_Aangeleverde items_
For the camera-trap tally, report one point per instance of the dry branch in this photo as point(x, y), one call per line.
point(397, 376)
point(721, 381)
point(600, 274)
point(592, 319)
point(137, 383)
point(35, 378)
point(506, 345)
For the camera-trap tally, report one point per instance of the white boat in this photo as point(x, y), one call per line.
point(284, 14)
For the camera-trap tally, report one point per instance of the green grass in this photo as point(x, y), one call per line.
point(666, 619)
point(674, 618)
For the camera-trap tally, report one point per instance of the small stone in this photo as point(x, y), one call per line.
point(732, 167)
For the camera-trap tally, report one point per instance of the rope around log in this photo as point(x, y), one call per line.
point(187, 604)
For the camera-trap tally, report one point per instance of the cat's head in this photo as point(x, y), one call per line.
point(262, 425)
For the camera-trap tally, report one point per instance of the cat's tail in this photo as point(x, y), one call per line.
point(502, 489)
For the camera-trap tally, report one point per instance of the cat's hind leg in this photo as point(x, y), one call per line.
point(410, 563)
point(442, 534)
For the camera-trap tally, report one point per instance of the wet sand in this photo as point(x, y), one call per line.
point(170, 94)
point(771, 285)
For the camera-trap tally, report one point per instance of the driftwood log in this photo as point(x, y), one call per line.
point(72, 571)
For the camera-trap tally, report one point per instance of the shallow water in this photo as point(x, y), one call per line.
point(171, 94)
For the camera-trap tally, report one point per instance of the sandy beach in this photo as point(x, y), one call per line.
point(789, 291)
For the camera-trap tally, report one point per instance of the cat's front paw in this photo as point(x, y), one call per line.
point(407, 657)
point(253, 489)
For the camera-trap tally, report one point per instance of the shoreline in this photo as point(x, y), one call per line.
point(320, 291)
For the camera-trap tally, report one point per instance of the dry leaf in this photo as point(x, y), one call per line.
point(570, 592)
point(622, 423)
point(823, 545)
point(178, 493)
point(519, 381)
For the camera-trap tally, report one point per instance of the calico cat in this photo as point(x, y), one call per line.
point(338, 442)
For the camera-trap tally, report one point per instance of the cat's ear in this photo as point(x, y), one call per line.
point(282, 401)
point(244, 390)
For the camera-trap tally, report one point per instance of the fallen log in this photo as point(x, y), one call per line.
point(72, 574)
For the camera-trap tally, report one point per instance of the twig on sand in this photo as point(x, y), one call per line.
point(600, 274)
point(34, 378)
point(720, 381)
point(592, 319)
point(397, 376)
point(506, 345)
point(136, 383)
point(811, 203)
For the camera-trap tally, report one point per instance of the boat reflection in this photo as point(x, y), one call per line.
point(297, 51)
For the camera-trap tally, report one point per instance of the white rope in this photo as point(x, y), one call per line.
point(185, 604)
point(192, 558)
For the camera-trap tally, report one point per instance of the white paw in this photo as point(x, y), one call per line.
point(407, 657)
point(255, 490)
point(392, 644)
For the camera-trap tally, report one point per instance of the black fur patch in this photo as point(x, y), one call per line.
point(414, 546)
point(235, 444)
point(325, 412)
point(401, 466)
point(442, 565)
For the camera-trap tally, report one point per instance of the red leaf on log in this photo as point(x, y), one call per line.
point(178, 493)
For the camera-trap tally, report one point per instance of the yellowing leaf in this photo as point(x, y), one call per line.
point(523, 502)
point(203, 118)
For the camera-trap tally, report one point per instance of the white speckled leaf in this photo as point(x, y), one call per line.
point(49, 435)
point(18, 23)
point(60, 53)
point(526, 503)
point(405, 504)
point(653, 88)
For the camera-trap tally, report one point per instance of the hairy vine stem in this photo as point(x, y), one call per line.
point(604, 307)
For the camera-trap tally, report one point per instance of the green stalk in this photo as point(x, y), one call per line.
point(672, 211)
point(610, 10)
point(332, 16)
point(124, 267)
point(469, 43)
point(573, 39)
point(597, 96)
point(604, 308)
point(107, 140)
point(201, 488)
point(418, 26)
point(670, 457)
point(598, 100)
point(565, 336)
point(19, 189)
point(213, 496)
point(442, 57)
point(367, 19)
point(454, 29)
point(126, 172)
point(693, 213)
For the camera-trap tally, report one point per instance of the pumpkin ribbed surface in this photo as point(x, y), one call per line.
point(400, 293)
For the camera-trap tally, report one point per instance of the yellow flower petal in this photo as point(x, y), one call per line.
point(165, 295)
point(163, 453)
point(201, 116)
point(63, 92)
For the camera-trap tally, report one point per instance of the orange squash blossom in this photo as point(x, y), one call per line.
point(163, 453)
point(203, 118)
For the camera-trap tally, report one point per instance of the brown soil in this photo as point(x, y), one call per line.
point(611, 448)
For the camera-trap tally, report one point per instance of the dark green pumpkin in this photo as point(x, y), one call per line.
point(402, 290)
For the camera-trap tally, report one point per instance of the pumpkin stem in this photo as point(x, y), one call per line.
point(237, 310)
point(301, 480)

_Opdracht_
Pas alle items hierboven aan door overal "camera-trap tally" te vervangen door "camera-trap count". Laat de rest ongewijzigd.

_Antwoord_
For the camera-trap count, report one point per instance of the dry branch in this photo as point(x, y), one call per line.
point(397, 376)
point(721, 381)
point(600, 274)
point(592, 319)
point(137, 383)
point(35, 378)
point(506, 345)
For the camera-trap count, report one point per instance of the white boat in this photo as point(x, y), one call per line.
point(284, 14)
For the camera-trap count, report one point per instance of the green grass in this photo as point(x, y), one call per line.
point(666, 619)
point(674, 618)
For the camera-trap count, report one point per instance of the small stone in this photo as point(x, y), one call per line.
point(732, 167)
For the camera-trap count, report one point per instance of the rope around log in this photo as point(x, y), one call per line.
point(187, 604)
For the camera-trap count, report one point per instance of the cat's head in this photo as point(x, y), one call per line.
point(262, 425)
For the camera-trap count, report one point per instance of the cat's tail in this photo as point(x, y), one call per line.
point(502, 489)
For the camera-trap count, report one point per instance of the cat's hind leg in this photo as point(x, y), one call per line.
point(410, 563)
point(442, 534)
For the camera-trap count, report one point per instance of the wet sand in this photo as point(x, y), one call per line.
point(170, 94)
point(771, 285)
For the camera-trap count, report one point per instance of the driftwood log in this photo as point(x, y), one call per line.
point(72, 571)
For the camera-trap count, report one point per instance of the shallow water in this photo as point(x, y), one call per line.
point(171, 94)
For the camera-trap count, report one point per instance of the sandy beach in this photo as point(x, y), one call per line.
point(789, 291)
For the camera-trap count, report one point per instance of the cat's front paw in this photo as point(x, y), one call per line.
point(407, 657)
point(253, 489)
For the camera-trap count, report one point per instance of the shoreline in this photo as point(x, y), one call per line.
point(320, 291)
For the camera-trap count, report one point per instance of the dry leaf in this photo as point(x, y), one call per line.
point(570, 592)
point(622, 423)
point(823, 545)
point(178, 493)
point(519, 381)
For the camera-trap count, report one point per instance of the calico cat in this photo as point(x, y), one call per line.
point(338, 442)
For the camera-trap count, report one point per instance of the cat's ear in this photo as point(x, y), one call per line.
point(282, 401)
point(244, 390)
For the camera-trap count, report one point per instance of the fallen log in this photo as point(x, y), one call per line.
point(72, 574)
For the camera-trap count, report one point per instance of the twig on sand in this photo as point(x, y), one call per line.
point(600, 274)
point(34, 378)
point(720, 381)
point(592, 319)
point(397, 376)
point(506, 345)
point(136, 383)
point(811, 203)
For the camera-trap count, report one point per instance of the boat reflection in this photo as point(x, y), one call per line.
point(297, 51)
For the camera-trap count, report one point per instance of the white rope in this photo as point(x, y), one call per line.
point(185, 604)
point(192, 558)
For the camera-trap count, report one point per instance of the white paw in this photo as point(x, y), one call per line.
point(407, 657)
point(255, 490)
point(392, 644)
For the camera-trap count, report one point per instance of the black fur patch in this photo as point(x, y), one call per line.
point(414, 546)
point(235, 444)
point(325, 412)
point(401, 466)
point(442, 565)
For the camera-trap count, report one point per instance of the red leaf on log in this photo as point(x, y), one call per line.
point(178, 493)
For the camera-trap count, report one point per instance of the yellowing leaf in this photo as point(x, y), one call per line.
point(523, 502)
point(203, 118)
For the camera-trap count, report one point per instance of the white speckled leaf in this photo as point(x, y), one call per line.
point(49, 435)
point(18, 23)
point(60, 53)
point(526, 503)
point(405, 504)
point(653, 88)
For the camera-trap count, report one point per instance of the hairy vine stem in this photo as point(x, y), one call per line.
point(604, 307)
For the camera-trap count, report one point per instance of the green stalk in this photo as point(x, y), one call per line.
point(672, 211)
point(610, 10)
point(332, 16)
point(124, 267)
point(469, 43)
point(573, 39)
point(597, 96)
point(604, 308)
point(107, 140)
point(201, 488)
point(418, 26)
point(670, 457)
point(598, 100)
point(565, 336)
point(19, 189)
point(213, 496)
point(442, 57)
point(367, 19)
point(454, 29)
point(126, 172)
point(693, 213)
For the camera-trap count, report one point per instance of the pumpkin ribbed surface in this photo as point(x, y), one call per line.
point(400, 293)
For the camera-trap count, report one point per instance of the yellow flower petal in this photo as point(x, y), one call per line.
point(165, 295)
point(163, 453)
point(201, 116)
point(63, 92)
For the camera-trap count, report one point per instance of the orange squash blossom in this photo as point(x, y), one call per line.
point(163, 453)
point(203, 118)
For the camera-trap count, report one point per instance of the brown soil in this photo as point(x, y), one call per line.
point(611, 448)
For the camera-trap count, report one point per instance of the dark green pumpkin in this photo as point(x, y), one call per line.
point(402, 290)
For the camera-trap count, report one point per instance of the pumpkin stem in this photo as point(x, y), one call per line.
point(237, 310)
point(301, 480)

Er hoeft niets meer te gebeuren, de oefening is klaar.